**Document section**
>> BEGIN
Wednesday, December 12, 2007

Mission Accomplished

I am so relieved that the whole reading poetry experience is over, but I have to admit that not only did I thoroughly enjoy making a complete fool of myself last night but I also woke up this morning feeling a huge sense of accomplishment. For those of you who have your own bands or do poetry readings or other public speaking on a regular basis, you probably cannot begin to understand (or remember) the level of intimidation that can occur in a situtation like this if you are a novice.

Two things: thanks for all of the constructive help throughout the semester in improving my poetry. I feel like I was very lucky to be with the group of extraordinarily talented, funny, and amusing souls who shared 305 this semester.

Good luck in all of your endeavors. I've decided to keep this blog going, though the contents may shift more to creative endeavors in general and not just poetic ones. Feel free to keep in touch.

Jodi--thanks again for a great semester.

Friday, December 7, 2007

As We Approach THE END

So I am waking up in the middle of the night wondering just how nightmarish reading my poetry in a coffee shop is going to be, and hoping that it is something I enjoy so much that it inspires me to write GOOD poetry and do it again. I wish I was taking poetry again next semester, but I'll have to live vicariously through my husband, the newly-published poet whose poem appears in the 2007 edition of In Other Words. Yeah! Someday I hope to be the wife of the poet laureate...and I don't mean that in a sexist, I-want-to-remain-in-shadows-and-support-my-man Thayne version of myself. I mean Dave has the serious minded-ness to fill the role in a deserving manner. Everything I do is just a little less than completely serious...and sometimes a little less than completely sane. But I do love life...unfortunately, I have discovered that happy-go-lucky touchy feely is the downfall of a poet who needs to be able to tap into some raw-er emotions like depression, despair, moroseness, anger...and I've spent a great deal of my life (not that this is a good thing) learning how to pretend those emotions don't exist. BUT, my solution is clear. They've legalized absinthe, and it sounds not only delicious and fun but also mind altering. When you can have mind altering AND legal, well that's a combination I can live with. I can't wait to see whether or not it does for me what it inspired in Picasso and so many others. Either way, it's the weekend and since I have a lot of work to do, it's a good idea to escape from reality.
>> END
**Material**
>> BEGIN
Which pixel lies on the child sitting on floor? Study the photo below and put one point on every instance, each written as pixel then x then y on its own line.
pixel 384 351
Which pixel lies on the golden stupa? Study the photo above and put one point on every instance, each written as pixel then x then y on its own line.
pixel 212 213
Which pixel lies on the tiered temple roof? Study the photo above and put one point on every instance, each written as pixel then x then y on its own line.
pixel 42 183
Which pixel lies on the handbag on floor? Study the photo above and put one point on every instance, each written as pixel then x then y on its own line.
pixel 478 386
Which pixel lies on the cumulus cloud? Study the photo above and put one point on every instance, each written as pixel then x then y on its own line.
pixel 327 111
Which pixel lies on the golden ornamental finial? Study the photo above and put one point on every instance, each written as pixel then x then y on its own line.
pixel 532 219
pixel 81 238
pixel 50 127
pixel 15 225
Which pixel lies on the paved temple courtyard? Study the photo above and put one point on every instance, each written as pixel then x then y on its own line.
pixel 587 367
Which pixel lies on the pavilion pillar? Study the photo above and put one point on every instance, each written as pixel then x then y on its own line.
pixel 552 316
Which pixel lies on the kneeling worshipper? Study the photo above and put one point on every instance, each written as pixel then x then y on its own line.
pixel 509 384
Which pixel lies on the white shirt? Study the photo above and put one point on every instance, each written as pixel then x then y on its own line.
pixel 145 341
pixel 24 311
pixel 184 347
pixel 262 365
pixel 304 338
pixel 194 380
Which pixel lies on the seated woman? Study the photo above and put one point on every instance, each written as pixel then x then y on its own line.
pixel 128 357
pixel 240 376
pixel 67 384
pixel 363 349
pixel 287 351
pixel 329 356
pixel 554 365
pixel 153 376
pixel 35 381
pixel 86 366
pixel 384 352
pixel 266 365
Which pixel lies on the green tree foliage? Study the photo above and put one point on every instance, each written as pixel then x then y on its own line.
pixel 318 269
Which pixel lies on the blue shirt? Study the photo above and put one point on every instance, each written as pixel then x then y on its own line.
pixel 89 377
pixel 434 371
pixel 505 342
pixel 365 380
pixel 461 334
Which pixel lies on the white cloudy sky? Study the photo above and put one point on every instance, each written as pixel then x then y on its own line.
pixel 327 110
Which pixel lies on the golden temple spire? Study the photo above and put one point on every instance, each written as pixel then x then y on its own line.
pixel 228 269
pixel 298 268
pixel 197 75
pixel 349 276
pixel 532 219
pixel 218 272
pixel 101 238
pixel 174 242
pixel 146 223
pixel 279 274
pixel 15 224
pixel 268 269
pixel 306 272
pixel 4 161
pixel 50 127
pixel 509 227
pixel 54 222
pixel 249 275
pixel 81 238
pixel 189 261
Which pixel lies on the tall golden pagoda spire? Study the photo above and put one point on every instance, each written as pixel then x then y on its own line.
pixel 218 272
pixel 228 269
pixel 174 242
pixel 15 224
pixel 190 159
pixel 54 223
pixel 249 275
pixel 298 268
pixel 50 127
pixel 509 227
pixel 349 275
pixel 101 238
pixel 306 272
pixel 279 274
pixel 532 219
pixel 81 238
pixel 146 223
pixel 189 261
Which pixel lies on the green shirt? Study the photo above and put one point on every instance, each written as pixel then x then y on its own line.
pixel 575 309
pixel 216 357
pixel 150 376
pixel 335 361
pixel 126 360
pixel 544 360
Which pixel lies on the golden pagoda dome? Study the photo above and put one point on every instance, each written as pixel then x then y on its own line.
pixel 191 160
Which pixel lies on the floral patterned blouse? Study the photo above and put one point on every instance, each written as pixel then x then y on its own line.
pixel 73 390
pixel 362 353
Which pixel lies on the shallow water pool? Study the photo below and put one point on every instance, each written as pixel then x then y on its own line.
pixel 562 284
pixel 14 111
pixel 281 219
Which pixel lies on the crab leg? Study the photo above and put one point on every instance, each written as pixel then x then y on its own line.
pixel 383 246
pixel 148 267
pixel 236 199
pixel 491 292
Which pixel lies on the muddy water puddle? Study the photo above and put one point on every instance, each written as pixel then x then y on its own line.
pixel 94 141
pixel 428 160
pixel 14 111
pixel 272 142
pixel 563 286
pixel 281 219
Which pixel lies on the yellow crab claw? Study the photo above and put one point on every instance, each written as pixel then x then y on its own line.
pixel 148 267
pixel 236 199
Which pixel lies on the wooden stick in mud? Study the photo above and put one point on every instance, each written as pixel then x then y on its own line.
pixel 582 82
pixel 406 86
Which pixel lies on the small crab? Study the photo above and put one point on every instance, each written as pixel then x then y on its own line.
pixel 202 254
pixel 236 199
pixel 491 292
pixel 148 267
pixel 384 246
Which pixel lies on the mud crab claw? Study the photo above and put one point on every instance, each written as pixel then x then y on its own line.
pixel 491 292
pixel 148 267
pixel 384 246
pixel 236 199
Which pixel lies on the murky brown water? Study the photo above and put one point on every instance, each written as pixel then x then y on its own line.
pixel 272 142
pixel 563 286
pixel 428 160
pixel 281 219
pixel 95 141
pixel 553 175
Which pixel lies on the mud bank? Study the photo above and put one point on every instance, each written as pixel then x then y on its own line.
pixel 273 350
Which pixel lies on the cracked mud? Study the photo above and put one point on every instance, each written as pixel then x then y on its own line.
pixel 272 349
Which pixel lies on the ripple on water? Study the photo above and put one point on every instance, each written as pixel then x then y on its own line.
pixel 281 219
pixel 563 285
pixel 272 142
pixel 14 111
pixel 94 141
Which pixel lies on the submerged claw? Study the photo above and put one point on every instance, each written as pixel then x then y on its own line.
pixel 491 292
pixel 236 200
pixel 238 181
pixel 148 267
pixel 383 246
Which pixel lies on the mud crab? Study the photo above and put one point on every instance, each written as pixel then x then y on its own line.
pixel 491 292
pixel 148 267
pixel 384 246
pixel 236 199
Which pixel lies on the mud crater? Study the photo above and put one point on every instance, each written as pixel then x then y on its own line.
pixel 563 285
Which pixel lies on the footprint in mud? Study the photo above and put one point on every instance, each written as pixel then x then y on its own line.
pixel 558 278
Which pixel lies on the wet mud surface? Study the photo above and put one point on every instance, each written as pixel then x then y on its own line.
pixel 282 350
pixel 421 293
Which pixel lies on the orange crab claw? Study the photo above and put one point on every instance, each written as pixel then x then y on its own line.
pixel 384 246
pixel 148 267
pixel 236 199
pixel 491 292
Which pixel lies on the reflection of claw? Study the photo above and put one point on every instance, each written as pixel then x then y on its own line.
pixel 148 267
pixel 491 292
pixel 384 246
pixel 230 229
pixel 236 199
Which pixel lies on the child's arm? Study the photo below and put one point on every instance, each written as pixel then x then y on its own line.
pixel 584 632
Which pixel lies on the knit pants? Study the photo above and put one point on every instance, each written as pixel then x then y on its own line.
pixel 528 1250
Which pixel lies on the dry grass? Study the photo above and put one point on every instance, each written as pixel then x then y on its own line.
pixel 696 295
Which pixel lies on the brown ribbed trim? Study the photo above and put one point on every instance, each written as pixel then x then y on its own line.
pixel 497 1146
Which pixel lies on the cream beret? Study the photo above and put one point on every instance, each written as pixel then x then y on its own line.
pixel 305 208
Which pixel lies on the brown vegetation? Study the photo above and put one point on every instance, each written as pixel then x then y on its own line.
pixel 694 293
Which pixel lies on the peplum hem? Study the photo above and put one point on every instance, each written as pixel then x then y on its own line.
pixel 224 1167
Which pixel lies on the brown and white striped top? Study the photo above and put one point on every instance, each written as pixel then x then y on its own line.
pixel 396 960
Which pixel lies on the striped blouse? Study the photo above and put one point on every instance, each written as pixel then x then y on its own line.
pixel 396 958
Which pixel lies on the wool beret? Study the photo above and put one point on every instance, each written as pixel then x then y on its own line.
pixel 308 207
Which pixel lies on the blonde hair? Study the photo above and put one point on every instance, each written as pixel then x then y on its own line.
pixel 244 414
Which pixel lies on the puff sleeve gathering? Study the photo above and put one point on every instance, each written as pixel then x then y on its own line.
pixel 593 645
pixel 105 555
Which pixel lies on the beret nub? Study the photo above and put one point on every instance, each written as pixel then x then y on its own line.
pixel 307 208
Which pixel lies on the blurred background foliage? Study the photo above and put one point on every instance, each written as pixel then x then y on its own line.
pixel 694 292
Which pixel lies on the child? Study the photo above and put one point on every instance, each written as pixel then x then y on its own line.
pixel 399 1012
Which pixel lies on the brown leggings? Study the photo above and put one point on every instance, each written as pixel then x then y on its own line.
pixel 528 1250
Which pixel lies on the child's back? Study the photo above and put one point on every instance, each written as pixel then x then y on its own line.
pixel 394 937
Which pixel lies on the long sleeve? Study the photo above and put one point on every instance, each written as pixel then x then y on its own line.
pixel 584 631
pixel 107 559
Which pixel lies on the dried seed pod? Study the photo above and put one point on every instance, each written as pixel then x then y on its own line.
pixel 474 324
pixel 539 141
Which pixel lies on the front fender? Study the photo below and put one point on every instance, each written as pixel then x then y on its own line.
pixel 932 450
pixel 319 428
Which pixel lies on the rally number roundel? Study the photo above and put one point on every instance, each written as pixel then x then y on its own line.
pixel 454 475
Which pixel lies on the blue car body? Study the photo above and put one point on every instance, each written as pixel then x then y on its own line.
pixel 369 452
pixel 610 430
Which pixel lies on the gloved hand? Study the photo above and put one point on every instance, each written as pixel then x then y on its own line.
>> END
**Work instructions**
1 – Using the poetry blog, answer these:
(a) In which publication does the husband's poem appear?
(b) Where will the poetry reading take place?
(c) What course number did the group share this semester?
2 – Put this sentence from the poetry blog into Spanish: "They've legalized absinthe, and it sounds not only delicious and fun but also mind altering."
3 – Quote the stretch of the poetry blog that begins with the words "Wednesday, December 12, 2007" and ends with "are a novice.".

**Solved tasks**
1 –
(a) The 2007 edition of In Other Words
(b) In a coffee shop
(c) 305

2 – Han legalizado la absenta, y no solo suena deliciosa y divertida, sino que también altera la mente.

3 –
Wednesday, December 12, 2007

Mission Accomplished

I am so relieved that the whole reading poetry experience is over, but I have to admit that not only did I thoroughly enjoy making a complete fool of myself last night but I also woke up this morning feeling a huge sense of accomplishment. For those of you who have your own bands or do poetry readings or other public speaking on a regular basis, you probably cannot begin to understand (or remember) the level of intimidation that can occur in a situtation like this if you are a novice.